SELECTED PASSAGE:
===
Contract revenue recognition inherently involves estimation, including the contemplated level of effort to accomplish the tasks under the contract, the cost of the effort, and an ongoing assessment of progress toward completing the contract. From time to time, as part of the normal management processes, facts develop that require revisions to estimated total cost or revenue expected. The cumulative impact of any revisions to estimates and the full impact of anticipated losses on contracts are recognized in the period in which they become known. Projected losses on all other contracts are recognized as the services and materials are provided.

Shipping and handling Fees and Costs

Shipping and handling fees, if billed to customers, are included in net sales. Shipping and handling costs associated with inbound freight are expensed as incurred. Shipping and handling costs associated with outbound freight are classified as cost of sales.

Concentration of Market Risk and Geographic Operations

Financial instruments that potentially subject the Company to concentrations of credit risk consist primarily of trade accounts receivable. The Company’s market risk is dependent primarily on the strength of the oil and gas and energy related industries. The Company grants credit to customers and generally does not require security except in the case of certain international contracts. Procedures are in effect to monitor the credit worthiness of its customers. During 2009 and 2008, no single customer represented 10% or more of Company revenue.

 

F-11


AMERICAN ELECTRIC TECHNOLOGIES, INC. AND SUBSIDIARIES

NOTES TO CONSOLIDATED FINANCIAL STATEMENTS—(Continued)

 

The Company sells its products and services in domestic and international markets; however, significant portions of the Company’s sales are concentrated with customers located in the Gulf Coast. The Gulf Coast region accounts for approximately 60% of the Company’s revenue during the two years ended December 31, 2009.

Recently Issued Accounting Pronouncements

Disclosures about Derivative Instruments and Hedging Activities

In March 2008, the FASB issued amended authoritative guidance that requires entities to provide greater transparency in interim and annual financial statements about how and why the entity uses derivative instruments, how the instruments and related hedged items are accounted for, and how the instruments and related hedged items affect the financial position, results of operations, and cash flows of the entity. This guidance requires qualitative disclosures about objectives and strategies for using derivatives, quantitative disclosures about fair value amounts of and gains and losses on derivative instruments, and disclosures about credit-risk-related contingent features in derivative agreements. The adoption of this guidance, effective for the Company in the first quarter of 2009, did not have a material impact on the Company’s results of operations, financial position, or liquidity.
===
MATERIAL:
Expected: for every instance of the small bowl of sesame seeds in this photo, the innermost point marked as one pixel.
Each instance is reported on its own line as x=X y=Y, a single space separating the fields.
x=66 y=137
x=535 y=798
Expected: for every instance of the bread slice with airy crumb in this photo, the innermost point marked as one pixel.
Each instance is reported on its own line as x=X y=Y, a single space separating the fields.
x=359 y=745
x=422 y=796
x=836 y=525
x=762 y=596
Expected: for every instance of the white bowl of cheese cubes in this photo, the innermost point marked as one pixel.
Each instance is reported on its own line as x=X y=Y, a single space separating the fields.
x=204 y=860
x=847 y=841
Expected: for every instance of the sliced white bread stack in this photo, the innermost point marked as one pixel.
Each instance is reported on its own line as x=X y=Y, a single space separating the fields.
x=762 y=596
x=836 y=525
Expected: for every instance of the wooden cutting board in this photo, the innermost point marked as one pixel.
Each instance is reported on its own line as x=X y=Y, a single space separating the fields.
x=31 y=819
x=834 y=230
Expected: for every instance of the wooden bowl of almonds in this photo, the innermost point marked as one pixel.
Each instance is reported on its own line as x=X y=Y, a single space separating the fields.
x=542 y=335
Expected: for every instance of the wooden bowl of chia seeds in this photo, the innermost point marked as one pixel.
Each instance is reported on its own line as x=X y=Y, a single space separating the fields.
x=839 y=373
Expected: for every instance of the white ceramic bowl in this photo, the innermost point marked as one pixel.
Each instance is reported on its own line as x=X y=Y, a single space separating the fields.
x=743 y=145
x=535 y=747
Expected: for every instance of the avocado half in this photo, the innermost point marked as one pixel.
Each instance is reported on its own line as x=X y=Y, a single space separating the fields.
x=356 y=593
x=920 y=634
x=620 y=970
===
YOUR INSTRUCTIONS: Please repeat everything in the financial statement notes from "AMERICAN ELECTRIC TECHNOLOGIES, INC." down to "ended December 31, 2009.", word for word. The items were taken from a separate source.

RESPONSE BELOW:
AMERICAN ELECTRIC TECHNOLOGIES, INC. AND SUBSIDIARIES

NOTES TO CONSOLIDATED FINANCIAL STATEMENTS—(Continued)

 

The Company sells its products and services in domestic and international markets; however, significant portions of the Company’s sales are concentrated with customers located in the Gulf Coast. The Gulf Coast region accounts for approximately 60% of the Company’s revenue during the two years ended December 31, 2009.